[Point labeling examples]
________
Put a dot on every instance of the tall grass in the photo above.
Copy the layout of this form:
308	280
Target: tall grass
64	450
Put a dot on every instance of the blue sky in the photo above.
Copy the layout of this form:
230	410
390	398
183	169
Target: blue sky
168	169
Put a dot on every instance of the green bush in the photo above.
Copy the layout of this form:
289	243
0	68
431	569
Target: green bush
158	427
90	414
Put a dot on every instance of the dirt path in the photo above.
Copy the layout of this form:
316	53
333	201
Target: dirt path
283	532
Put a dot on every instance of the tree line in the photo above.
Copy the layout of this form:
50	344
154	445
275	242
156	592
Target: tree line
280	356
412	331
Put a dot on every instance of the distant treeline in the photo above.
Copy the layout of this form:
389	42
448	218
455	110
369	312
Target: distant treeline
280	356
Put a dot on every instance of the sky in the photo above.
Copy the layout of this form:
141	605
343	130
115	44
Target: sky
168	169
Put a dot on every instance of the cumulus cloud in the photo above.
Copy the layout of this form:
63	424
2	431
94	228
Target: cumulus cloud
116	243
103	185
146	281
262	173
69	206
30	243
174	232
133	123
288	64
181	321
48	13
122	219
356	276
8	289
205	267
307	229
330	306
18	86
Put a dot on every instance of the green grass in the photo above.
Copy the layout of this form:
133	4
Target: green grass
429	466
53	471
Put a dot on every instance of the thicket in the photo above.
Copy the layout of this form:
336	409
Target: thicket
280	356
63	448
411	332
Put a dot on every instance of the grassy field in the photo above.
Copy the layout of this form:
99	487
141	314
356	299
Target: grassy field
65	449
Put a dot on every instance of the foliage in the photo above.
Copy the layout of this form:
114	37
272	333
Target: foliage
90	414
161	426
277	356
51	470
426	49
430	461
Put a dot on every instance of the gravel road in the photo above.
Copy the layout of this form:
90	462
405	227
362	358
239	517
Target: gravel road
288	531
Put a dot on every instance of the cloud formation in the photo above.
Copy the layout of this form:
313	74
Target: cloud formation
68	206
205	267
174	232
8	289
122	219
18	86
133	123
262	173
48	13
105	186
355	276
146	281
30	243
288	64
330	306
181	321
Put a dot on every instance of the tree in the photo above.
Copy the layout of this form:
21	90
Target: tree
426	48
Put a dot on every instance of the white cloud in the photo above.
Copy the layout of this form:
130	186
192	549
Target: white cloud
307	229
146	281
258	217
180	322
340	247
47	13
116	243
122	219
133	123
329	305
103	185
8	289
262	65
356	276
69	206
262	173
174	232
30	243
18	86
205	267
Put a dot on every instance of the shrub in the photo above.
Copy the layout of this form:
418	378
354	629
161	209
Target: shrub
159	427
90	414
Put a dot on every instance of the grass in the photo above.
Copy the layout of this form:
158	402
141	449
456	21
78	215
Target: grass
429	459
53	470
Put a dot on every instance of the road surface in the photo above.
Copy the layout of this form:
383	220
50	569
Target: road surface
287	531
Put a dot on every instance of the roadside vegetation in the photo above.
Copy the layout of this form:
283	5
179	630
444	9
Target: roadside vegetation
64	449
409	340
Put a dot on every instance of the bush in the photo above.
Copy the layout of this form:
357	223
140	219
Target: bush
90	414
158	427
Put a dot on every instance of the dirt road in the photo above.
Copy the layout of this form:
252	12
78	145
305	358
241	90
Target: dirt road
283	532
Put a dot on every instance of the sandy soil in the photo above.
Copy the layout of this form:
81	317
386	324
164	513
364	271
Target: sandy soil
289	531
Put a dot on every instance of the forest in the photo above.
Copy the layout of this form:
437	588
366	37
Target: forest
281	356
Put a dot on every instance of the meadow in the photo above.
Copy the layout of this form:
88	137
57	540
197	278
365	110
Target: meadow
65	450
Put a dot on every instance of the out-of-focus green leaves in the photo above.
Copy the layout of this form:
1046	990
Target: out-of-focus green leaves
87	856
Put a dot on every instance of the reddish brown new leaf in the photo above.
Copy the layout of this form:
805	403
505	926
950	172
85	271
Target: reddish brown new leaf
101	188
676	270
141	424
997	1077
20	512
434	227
________
= TASK DESCRIPTION =
Repeat the data above exactly.

= RESULT OF THE TASK =
Put a dot on every instance of the tall grass in the photo above.
Copy the layout of this form:
308	280
Target: tall grass
64	450
Put a dot on every instance of the blue sky in the photo above.
Copy the layout of this form:
230	410
390	398
183	169
Target: blue sky
168	169
Put a dot on every instance of the green bush in the photo above.
Copy the layout of this form:
289	243
0	68
431	569
Target: green bush
158	427
90	414
Put a dot on every instance of the dirt path in the photo above.
Copy the layout of this form:
316	53
333	201
Target: dirt path
283	532
Put a dot on every instance of the tree line in the photo above.
Copy the layout of this form:
50	344
154	445
275	242
156	592
Target: tree line
280	356
412	331
Put a dot on every instance of the distant treeline in the photo above.
Copy the layout of this form:
389	42
448	218
455	110
369	312
Target: distant treeline
280	356
Put a dot on every instance of the sky in the photo above.
Copy the layout of this form:
141	605
343	130
115	44
Target: sky
168	169
Put a dot on every instance of the cumulus cloud in the photo above.
Copy the layout of this form:
63	424
2	431
94	228
Target: cumulus cloud
116	243
103	185
146	281
262	173
69	206
30	243
174	232
133	123
288	64
181	321
48	13
122	219
356	276
8	289
205	267
307	229
330	306
18	86
Put a dot on every instance of the green grass in the photo above.
Copy the layout of this form:
133	4
Target: green grass
429	466
53	471
Put a dot on every instance of the thicket in the photo above.
Copy the layout of this form:
336	409
Target: thicket
280	356
63	448
411	332
Put a dot on every instance of the grassy field in the photo above.
Copy the layout of this form:
99	487
141	314
356	299
Target: grassy field
65	449
Put a dot on every instance of the foliage in the photo above.
Copy the layout of this form:
114	37
272	333
Target: foliage
90	414
161	426
277	356
51	470
426	49
430	461
Put a dot on every instance of the gravel road in the photo above.
Copy the layout of this form:
90	462
405	227
362	358
239	517
Target: gravel road
288	531
Put a dot on every instance of the cloud formation in the photo above.
Copy the layout of this form:
313	74
Target: cloud formation
68	206
205	267
174	232
8	289
122	219
18	86
133	123
262	173
48	13
105	186
355	276
146	281
30	243
288	64
330	306
181	321
Put a dot on every instance of the tree in the photo above.
Copy the layout of this form:
21	90
Target: tree
426	48
Put a dot on every instance of the white cloud in the photo above.
Copy the layout of this form:
130	186
192	549
Target: white cloud
307	229
146	281
258	217
180	322
340	247
47	13
116	243
122	219
133	123
329	305
103	185
8	289
262	65
356	276
69	206
262	173
174	232
30	243
18	86
205	267
Put a dot on every instance of the shrub in the photo above.
Copy the layout of this form:
418	378
354	629
161	209
Target: shrub
159	427
90	414
Put a dot on every instance of the grass in the photo above.
Copy the layout of this form:
158	402
141	449
456	21
78	215
Target: grass
429	459
53	470
Put a dot on every instance of the road surface in the photo above.
Copy the layout of this form:
383	220
50	569
Target: road surface
287	531
Put a dot on every instance of the roadside vegetation in the photo above.
Copy the layout of this form:
283	5
179	630
444	9
Target: roadside vegetation
64	449
409	340
Put a dot on every instance of the bush in the photo above.
Copy the layout of this form:
357	223
140	219
Target: bush
90	414
158	427
Put a dot on every instance of the dirt road in the photo above.
Copy the layout of this form:
252	12
78	145
305	358
241	90
Target: dirt road
283	532
Put a dot on every instance of the sandy soil in the photo above.
Copy the layout of this form:
81	317
386	324
164	513
364	271
Target: sandy soil
289	531
Put a dot on every instance of the forest in the photo above.
Copy the layout of this form:
437	588
366	37
Target: forest
281	356
Put a dot on every instance of the meadow in the photo above.
Copy the layout of this form:
88	137
57	540
197	278
365	110
Target: meadow
65	450
Put a dot on every instance of the out-of-focus green leaves in the photo above.
Copy the layout of this form:
1046	990
Target: out-of-focus green leaves
87	856
Put a dot on every instance of the reddish brown new leaf in the photo above.
Copy the layout of this form:
805	403
505	926
950	172
85	271
Target: reddish brown new leaf
101	188
676	270
141	424
997	1077
20	512
434	227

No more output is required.